### Texte source
Vers la fin de 1839, une commission scientifique fut créée pour explorer l'Algerie à divers points de vue. Par malheur, elle commença de fonctionner à l'époque où la reprise des hostilités avec Abd-el-Kader ne lui laissait guère d'autre champ d'investigation que quelques parties du littoral; el elle vit clore sa période active alors que les succès du maréchal Bugeaud rouvraient le pays à tous les genres de recherches. Malgré ces défavorables circonstances, elle a produit d'estimables travaux et a surtout donné ici une impulsion scientifique qui s'est continuée après son départ.

Un peu avant cette époque, sous le titre de Société de saint

Augustin, il se forma, vers 1841, une association surtout littéraire qui dura jusqu'en 1845. Cette société que Monseigneur l'évêque Dupuch honorait de son patronage, s'éteignit dans le marasme, faute de cette publicité spéciale qui vivifie les travaux de l'intelligence.

L'autorité commença à se préoccuper sérieusement des vénérables débris laissés sur le sol africain par les diverses nations qui y ont successivement dominé. Dans un arrêté du 29 novembre 1842, le duc de Dalmatie décida que l'arc de triomphe de Djimila serait transporté à Paris, pensée qui n'était pas précisément heureuse, et qui, du reste, ne fut pas exécutée.

Le maréchal Bugeaud cédait à de meilleures inspirations, lorsque, le 25 mars 1844, il adressait aux diverses autorités une circulaire relative à la conservation des monuments historiques et des restes d'antiquités; mais il rentrait dans la pensée du duc de Dalmatie, quand, le 26 août de l'année suivante, il publiait une autre circulaire concernant les collections archéologiques à faire pour le musée algérien de Paris.

L'Algérie, devenne une terre française, ne devait cependant pas être ainsi dépouillée de ses richesses archéologiques, comme şi elle était encore un pachalik de la Porte ottomane. N'y aurait-il pas, d'ailleurs, une véritable inconséquence à vouloir, d'un côté, faire refleurir la civilisation en Afrique, et, de l'autre, à priver ce pays de ses principaux éléments d'études locales?

Vers la fin de 1847, il se forma à Alger une société des sciences, lettres et arts. La tempête de février, qui dispersa une grande partie de son personnel, en amena fatalement la dissolution et ne lui laissa pas le temps de faire autre chose que ses statuts.

Ce fut dans cette même année 1847 qu'on songea à introduire dans les actes de concession une clause destinée à sauvegarder le droit de l'État sur les antiquités et objets d'art, découverts ou à découvrir daus les fouilles privées.

En 1850, M. Léon Rénier, épigraphiste distingué, reçut de M. le Ministre de l'Instruction publique la mission d'aller recueillir les inscriptions de Lambèse et de quelques localités voisines. Plusieurs livraisons déjà publiées de son remarquable travail donnent une idée de l'importance de ses recherches, non-seule

ment pour l'histoire de l'Afrique romaine, mais pour celle des institutions générales du peuple-roi. A la même époque, un de nos confrères étudiait le Djerid tunisien et notre Sahara. La presse locale a déjà publié quelques parties de ses travaux sur les régions du Sud; le lecteur pourra apprécier dans cette feuille le récit complet de son exploration qui a duré dix mois. L'esprit d'association scientifique, qui ne faisait que sommeiller en Algérie, se réveilla vers 1851.

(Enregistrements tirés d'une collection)
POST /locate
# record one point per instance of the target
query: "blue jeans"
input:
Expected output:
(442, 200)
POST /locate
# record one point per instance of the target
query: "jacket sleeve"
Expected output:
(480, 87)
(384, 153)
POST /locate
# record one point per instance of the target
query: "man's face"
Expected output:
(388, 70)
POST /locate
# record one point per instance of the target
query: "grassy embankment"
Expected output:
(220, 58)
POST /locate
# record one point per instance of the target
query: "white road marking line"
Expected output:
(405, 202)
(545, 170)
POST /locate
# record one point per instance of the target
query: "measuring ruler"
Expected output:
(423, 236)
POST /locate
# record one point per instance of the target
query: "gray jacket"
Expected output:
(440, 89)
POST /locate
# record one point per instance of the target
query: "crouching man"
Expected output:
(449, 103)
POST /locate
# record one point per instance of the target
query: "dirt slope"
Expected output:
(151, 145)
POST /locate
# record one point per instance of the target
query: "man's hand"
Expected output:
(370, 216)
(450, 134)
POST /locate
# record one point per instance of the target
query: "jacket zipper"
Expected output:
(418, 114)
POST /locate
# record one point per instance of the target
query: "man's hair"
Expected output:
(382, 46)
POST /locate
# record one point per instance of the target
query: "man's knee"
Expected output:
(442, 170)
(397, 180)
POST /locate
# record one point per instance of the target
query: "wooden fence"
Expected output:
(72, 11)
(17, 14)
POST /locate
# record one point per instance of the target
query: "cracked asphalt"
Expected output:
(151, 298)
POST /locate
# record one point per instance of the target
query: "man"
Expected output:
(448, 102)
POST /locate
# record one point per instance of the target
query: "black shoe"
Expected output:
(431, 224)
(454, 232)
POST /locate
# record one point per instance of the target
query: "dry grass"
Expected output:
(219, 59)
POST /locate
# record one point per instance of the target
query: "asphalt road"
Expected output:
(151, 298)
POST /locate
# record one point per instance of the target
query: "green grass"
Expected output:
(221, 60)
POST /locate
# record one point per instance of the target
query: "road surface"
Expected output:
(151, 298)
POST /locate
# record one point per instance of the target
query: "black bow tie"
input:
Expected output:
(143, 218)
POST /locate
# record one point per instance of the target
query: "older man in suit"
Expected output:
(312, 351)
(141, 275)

### Consignes
**a)** Citez le texte source de « L'Algérie, devenne une » à « éléments d'études locales? ».
**b)** Résumez en deux phrases le paragraphe du texte source qui commence par « Le maréchal Bugeaud cédait », en gardant ses faits principaux.

### Réponses complètes
**a)**
L'Algérie, devenne une terre française, ne devait cependant pas être ainsi dépouillée de ses richesses archéologiques, comme şi elle était encore un pachalik de la Porte ottomane. N'y aurait-il pas, d'ailleurs, une véritable inconséquence à vouloir, d'un côté, faire refleurir la civilisation en Afrique, et, de l'autre, à priver ce pays de ses principaux éléments d'études locales?

**b)** Le 25 mars 1844, le maréchal Bugeaud, mieux inspiré, envoya aux diverses autorités une circulaire sur la conservation des monuments historiques et des restes d'antiquités. Mais le 26 août 1845, il revint à l'idée du duc de Dalmatie avec une autre circulaire sur les collections archéologiques à réunir pour le musée algérien de Paris.